_Text passage_
I recently came up with a new idea for a script, the first I’ve had in quite a while. It’s actually kind of a sci-fi idea–well, sci-fi elements mixed with dark comedy, sort of like Eternal Sunshine or Severance. It’s the first great idea I’ve had in a long time. I truly thought the muse had fucked off and left me forever! Turns out, when you’re down, you just need to dig deeper.
Well, shall we get into what I’ve been watching/reading/eating?

A still from Weapons
What I’ve Been Watching:
- Weapons (in theaters). Two weekends ago, I went to see Weapons, the new movie by Zach Cregger, who wrote and directed Barbarian. No spoilers, but I had a blast at the cinema! Like Barbarian, it was scary but still had a lot of humor in it, which is always a fun kind of movie to experience with a crowd. What I loved about Barbarian was that every time you felt like you had a handle on what kind of movie it was, it changed things up on you. Weapons wasn’t quite as twisty/turny, but I enjoyed its narrative structure, which followed different characters in “chapters” like a novel. It also seemed like a movie that was probably a lot of fun to make, especially for the child actors.
I have to tell you, I am SO sick of seeing that same goddamn trailer for Caught Stealing, the new Aronofsky movie!! I feel like I’ve seen it before every movie I’ve seen in the theater in the past six months! I will be so relieved when that finally comes out and then I can watch something else while I’m housing my popcorn.

_Extracted entries_
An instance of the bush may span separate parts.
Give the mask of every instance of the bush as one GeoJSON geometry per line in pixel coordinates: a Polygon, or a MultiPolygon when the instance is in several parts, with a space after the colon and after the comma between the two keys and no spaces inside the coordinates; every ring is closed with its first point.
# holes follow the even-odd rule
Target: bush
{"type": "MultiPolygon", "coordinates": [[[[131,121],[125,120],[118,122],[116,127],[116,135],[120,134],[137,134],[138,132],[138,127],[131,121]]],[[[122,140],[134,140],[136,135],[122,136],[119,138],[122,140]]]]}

_Required actions_
1: In the blog post, which earlier film did the director of Weapons write and direct?
2: Say whether each statement agrees with the blog post, giving yes or no and the words that decide it.
(a) The writer saw Weapons two weekends ago.
(b) The writer found Weapons more twisty than Barbarian.
(c) The new script idea mixes sci-fi elements with dark comedy.

_Answers in order_
1: Barbarian

2:
(a) Yes: "Two weekends ago, I went to see Weapons"
(b) No: "Weapons wasn’t quite as twisty/turny"
(c) Yes: "sci-fi elements mixed with dark comedy"